TO DO | Show every line in the material below that contains the word "bench", copied without changes.

Region annotation entries:
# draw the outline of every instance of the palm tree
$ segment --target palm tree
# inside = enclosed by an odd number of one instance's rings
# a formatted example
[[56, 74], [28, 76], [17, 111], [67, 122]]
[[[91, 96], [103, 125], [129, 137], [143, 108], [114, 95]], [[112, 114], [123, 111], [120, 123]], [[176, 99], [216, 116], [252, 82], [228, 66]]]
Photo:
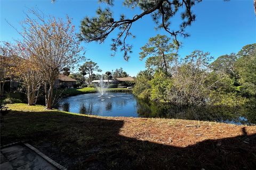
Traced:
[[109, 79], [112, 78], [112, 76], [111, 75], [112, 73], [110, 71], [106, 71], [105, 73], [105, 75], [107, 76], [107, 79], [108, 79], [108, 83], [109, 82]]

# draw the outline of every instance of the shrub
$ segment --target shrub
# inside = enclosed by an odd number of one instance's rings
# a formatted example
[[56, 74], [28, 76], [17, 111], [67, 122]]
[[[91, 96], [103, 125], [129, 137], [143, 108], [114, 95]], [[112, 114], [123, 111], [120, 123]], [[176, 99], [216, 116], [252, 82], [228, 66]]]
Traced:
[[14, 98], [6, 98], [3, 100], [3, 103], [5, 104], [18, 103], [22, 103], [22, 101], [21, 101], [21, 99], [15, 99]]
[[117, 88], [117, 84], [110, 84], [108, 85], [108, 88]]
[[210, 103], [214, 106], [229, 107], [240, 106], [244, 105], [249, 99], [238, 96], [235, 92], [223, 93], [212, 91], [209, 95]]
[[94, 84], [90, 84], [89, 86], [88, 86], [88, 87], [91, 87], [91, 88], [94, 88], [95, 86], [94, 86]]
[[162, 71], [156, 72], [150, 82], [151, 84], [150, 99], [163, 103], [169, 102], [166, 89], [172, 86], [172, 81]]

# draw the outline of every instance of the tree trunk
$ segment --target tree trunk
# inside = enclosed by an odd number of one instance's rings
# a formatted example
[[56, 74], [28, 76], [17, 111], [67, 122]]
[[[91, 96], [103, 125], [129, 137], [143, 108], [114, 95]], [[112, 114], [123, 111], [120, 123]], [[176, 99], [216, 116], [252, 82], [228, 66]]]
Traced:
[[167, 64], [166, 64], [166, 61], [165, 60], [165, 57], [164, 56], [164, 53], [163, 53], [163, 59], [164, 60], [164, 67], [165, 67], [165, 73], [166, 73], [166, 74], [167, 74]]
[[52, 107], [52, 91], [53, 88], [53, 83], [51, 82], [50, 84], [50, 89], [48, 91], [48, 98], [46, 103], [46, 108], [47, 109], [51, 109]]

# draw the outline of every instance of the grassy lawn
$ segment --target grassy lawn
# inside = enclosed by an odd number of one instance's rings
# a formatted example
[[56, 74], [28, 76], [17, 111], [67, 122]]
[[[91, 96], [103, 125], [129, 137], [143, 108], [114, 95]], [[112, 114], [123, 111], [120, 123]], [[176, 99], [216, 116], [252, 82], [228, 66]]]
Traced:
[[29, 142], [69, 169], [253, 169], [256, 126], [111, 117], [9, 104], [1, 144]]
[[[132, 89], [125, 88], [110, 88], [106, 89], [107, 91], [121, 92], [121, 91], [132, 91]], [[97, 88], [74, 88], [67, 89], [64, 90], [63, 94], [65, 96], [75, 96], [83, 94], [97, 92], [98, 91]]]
--
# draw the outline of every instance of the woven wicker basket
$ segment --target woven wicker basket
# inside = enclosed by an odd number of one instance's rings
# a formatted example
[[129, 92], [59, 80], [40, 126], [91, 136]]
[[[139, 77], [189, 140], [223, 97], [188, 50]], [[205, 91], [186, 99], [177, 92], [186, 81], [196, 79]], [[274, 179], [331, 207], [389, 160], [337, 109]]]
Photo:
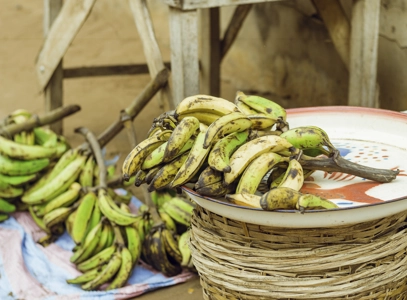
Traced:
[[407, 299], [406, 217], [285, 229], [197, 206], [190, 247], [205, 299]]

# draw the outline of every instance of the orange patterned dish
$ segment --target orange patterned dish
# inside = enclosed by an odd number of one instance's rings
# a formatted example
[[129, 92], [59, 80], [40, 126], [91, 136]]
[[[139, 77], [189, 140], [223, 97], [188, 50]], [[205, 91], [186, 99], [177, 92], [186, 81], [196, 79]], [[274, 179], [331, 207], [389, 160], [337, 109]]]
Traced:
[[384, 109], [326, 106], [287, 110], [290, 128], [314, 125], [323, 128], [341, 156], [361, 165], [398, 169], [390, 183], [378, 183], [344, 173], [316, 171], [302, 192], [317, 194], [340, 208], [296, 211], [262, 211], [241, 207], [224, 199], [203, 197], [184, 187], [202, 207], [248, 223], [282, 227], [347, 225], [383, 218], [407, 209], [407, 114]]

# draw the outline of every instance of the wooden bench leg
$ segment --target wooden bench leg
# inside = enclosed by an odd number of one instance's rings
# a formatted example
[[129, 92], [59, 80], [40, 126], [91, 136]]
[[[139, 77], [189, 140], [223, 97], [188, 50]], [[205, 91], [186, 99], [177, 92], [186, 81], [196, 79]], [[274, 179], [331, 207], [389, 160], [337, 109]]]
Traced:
...
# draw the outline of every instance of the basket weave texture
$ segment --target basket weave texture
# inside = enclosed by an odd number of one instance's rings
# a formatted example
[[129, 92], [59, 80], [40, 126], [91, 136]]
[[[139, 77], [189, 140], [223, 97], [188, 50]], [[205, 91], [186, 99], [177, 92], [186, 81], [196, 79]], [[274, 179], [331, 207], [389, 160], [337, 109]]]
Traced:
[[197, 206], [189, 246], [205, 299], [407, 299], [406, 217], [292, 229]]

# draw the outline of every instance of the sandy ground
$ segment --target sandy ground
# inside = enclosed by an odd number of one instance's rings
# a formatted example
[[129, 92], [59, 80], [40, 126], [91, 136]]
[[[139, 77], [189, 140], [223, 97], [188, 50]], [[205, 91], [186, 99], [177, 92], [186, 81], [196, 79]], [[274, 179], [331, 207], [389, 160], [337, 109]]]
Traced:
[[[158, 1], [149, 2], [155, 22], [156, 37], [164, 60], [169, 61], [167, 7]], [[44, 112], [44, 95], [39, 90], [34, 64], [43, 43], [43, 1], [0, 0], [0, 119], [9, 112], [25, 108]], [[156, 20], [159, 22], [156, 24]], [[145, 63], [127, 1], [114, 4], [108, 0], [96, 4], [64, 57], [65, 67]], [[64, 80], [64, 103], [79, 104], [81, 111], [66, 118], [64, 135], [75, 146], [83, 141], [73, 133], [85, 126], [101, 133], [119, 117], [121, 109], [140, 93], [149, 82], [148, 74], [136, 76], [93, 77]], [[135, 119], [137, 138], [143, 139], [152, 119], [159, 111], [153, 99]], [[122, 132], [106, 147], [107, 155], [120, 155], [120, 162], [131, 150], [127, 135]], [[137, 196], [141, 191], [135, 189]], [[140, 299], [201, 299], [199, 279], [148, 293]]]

EXERCISE RESULT |
# draw the outline of every instance of the wooden bench leg
$ segment --target wooden bench leg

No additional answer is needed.